• **Task to carry out**:
Find each row below that contains the string "grassy" with the same capitalization, and copy every such row in full.

• **Provided material**:
________________________

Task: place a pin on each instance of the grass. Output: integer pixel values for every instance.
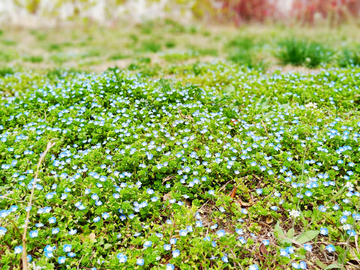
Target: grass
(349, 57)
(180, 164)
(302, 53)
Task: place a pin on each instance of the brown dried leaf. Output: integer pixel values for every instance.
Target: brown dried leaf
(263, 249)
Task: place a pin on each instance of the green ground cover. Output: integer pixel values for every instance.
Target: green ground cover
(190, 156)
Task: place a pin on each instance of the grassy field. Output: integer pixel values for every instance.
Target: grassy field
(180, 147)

________________________

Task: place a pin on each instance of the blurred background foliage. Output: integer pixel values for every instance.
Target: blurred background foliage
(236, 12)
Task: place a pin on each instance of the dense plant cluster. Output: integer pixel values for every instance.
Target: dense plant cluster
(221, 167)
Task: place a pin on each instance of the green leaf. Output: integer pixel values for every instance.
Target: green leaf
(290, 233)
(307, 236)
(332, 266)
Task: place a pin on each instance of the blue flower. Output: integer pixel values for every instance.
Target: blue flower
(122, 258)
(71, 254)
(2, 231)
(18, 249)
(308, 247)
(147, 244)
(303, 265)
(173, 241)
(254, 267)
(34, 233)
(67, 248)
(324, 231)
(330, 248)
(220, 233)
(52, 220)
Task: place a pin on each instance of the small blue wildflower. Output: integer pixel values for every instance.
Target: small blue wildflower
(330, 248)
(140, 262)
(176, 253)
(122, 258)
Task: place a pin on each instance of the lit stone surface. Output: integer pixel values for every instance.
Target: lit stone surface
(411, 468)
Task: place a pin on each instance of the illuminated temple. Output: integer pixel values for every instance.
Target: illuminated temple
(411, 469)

________________________

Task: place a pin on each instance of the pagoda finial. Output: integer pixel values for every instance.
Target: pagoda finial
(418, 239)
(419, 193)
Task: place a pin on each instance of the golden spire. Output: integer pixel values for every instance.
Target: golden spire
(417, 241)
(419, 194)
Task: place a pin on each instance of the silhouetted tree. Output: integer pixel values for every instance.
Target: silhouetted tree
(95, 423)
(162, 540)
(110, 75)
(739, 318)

________________________

• **Answer to the task**:
Task: place a pin on each instance of the grassy field. Output: integer pixel values for every instance.
Target: grassy field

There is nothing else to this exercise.